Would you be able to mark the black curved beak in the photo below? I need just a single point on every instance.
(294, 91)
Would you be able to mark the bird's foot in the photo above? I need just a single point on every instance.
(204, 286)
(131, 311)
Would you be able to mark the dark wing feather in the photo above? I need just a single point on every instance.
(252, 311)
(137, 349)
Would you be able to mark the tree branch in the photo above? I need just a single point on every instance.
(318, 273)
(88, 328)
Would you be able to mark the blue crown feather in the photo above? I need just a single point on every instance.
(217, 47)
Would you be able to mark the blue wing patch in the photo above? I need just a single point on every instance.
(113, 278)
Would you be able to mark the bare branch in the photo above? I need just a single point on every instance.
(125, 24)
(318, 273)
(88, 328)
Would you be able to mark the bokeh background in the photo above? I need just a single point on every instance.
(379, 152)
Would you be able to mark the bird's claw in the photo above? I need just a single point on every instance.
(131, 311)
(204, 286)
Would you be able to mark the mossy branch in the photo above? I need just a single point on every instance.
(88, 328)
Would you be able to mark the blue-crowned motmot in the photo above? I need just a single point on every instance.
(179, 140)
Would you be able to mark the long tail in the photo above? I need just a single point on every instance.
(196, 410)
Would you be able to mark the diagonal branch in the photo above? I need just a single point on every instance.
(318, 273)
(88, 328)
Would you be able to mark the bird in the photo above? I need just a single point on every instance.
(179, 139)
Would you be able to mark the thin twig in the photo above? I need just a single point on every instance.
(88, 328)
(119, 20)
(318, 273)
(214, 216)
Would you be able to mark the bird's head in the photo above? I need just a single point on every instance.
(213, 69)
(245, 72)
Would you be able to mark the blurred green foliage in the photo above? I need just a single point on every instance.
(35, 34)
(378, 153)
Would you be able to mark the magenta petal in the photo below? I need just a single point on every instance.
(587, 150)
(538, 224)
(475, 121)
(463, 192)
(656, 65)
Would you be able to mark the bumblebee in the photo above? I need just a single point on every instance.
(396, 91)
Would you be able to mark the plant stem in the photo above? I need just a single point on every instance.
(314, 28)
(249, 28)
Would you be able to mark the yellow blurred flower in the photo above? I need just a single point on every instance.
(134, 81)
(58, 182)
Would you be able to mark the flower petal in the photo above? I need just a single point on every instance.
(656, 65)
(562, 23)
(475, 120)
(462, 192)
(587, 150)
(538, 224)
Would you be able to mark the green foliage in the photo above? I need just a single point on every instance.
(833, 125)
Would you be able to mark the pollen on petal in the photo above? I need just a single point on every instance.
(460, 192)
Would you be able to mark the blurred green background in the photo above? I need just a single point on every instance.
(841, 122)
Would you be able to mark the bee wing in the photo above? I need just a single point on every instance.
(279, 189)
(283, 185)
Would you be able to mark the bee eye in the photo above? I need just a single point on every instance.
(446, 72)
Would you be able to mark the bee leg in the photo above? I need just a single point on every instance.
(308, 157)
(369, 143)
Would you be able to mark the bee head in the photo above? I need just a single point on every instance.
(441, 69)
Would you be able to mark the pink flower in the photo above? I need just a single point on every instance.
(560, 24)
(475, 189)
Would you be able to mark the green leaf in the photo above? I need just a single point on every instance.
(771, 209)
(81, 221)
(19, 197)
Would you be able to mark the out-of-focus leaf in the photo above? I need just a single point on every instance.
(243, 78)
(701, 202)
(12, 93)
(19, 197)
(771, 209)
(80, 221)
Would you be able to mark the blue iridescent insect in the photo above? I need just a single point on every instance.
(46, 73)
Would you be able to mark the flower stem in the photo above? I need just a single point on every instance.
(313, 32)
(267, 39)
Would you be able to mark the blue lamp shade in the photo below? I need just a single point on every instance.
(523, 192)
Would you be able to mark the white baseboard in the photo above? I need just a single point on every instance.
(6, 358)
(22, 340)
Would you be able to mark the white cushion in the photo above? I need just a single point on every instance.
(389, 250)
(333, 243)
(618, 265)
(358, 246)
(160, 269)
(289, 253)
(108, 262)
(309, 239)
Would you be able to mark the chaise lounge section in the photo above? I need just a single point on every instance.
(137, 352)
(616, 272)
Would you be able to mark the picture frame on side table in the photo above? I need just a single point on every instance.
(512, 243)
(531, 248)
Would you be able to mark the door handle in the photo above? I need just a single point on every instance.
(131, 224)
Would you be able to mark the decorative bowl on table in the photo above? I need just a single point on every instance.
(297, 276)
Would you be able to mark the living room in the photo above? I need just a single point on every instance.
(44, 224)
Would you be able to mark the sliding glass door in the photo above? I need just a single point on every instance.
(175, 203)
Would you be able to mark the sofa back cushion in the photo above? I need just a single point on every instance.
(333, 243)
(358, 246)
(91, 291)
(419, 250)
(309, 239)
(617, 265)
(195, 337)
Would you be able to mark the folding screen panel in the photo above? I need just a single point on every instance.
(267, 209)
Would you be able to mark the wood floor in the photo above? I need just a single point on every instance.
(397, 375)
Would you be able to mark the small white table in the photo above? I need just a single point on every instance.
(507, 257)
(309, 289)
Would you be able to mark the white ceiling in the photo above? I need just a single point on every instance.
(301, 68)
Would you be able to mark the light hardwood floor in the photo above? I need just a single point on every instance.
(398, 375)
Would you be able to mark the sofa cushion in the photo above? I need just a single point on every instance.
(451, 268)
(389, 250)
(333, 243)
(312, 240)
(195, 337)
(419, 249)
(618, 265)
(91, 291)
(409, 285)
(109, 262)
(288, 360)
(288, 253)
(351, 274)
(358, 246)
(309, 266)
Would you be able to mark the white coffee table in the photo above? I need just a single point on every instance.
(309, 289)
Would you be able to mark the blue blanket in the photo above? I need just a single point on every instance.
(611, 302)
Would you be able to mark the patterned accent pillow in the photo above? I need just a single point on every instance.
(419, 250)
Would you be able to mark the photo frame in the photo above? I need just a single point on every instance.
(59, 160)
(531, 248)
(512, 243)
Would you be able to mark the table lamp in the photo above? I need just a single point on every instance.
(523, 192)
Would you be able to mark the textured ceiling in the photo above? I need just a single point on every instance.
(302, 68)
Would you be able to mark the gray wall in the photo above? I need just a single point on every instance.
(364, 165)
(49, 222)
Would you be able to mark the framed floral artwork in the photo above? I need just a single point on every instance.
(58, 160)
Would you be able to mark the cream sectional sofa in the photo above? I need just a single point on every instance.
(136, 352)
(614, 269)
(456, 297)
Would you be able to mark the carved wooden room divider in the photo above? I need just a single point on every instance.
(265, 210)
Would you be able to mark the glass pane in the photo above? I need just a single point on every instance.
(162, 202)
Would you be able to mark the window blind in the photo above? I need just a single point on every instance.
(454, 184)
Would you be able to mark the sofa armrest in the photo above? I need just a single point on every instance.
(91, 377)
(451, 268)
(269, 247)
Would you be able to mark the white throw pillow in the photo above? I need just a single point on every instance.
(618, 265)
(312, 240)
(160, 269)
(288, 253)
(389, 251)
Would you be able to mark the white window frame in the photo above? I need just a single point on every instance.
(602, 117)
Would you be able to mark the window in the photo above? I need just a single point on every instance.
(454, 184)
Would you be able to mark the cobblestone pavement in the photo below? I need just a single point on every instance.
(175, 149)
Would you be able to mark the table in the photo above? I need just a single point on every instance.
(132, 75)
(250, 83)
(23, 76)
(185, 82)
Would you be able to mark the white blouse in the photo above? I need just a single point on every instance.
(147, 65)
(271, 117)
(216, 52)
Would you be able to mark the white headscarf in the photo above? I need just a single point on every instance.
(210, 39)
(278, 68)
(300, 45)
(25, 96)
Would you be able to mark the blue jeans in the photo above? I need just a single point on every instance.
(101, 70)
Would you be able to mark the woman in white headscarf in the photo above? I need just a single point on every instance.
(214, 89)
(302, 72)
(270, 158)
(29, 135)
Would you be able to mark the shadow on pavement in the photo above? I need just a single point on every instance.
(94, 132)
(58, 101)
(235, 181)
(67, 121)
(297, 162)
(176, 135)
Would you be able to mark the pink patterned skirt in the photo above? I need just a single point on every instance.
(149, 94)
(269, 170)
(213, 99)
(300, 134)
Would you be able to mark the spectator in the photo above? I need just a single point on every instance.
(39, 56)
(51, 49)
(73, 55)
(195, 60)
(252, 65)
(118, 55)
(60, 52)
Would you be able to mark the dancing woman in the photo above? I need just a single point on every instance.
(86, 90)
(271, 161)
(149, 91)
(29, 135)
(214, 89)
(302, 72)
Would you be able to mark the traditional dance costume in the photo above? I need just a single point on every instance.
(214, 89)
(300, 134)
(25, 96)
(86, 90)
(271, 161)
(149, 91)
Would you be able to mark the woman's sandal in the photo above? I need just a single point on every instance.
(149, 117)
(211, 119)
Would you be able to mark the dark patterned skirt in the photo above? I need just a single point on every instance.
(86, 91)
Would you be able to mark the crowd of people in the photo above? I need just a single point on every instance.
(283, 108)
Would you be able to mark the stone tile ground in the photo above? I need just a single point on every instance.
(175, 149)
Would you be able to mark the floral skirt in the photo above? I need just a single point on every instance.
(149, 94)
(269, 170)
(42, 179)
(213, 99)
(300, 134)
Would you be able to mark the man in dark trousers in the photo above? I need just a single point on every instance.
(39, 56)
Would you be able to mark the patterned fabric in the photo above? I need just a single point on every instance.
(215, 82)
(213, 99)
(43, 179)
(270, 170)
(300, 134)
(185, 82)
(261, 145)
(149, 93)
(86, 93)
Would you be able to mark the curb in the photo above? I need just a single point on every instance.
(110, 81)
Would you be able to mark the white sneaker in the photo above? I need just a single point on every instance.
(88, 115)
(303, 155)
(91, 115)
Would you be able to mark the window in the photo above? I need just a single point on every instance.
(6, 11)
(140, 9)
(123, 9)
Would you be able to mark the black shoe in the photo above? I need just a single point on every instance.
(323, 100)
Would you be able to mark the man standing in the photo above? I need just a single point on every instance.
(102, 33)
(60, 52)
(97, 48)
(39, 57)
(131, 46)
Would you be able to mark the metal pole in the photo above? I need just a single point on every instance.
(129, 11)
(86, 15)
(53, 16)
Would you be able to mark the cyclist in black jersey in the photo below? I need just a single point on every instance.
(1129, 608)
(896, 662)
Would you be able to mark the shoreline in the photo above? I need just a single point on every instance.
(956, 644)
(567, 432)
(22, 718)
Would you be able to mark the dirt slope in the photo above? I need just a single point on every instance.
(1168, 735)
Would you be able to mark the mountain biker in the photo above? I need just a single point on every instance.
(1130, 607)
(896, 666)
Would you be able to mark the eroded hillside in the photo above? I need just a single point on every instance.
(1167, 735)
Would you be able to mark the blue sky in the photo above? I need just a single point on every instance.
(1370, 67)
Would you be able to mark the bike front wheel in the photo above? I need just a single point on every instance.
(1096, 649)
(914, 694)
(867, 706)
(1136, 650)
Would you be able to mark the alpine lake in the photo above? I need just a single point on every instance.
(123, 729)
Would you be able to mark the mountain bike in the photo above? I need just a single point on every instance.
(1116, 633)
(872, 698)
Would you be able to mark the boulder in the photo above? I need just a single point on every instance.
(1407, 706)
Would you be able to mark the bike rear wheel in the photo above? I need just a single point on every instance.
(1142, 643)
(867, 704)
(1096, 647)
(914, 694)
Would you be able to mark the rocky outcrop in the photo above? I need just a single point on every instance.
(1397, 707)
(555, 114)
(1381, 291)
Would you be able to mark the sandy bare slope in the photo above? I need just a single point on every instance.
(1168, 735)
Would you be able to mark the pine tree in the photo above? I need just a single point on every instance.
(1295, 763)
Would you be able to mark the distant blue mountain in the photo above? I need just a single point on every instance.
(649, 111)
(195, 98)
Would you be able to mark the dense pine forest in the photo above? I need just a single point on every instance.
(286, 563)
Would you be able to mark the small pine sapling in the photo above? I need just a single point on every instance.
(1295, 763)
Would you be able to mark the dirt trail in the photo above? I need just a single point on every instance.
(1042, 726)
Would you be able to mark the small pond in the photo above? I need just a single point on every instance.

What this task involves –
This exercise asks for an exact repeat of the lines from the one holding "Would you be able to mark the distant" through the end of the data above.

Response to this exercise –
Would you be able to mark the distant blue mountain in the photo above? I need just a single point on every instance.
(649, 111)
(195, 98)
Would you be able to mark the dense pine forest in the photo above? I need just a single point on every instance.
(286, 563)
Would you be able to mark the small pine sapling in the photo above? I need just a single point on every instance.
(1295, 763)
Would you be able to mark the dirt trail in the photo above? I need just a single point on every instance.
(1042, 726)
Would you be able to mark the small pond in the photo above? I need just a single point on every instance.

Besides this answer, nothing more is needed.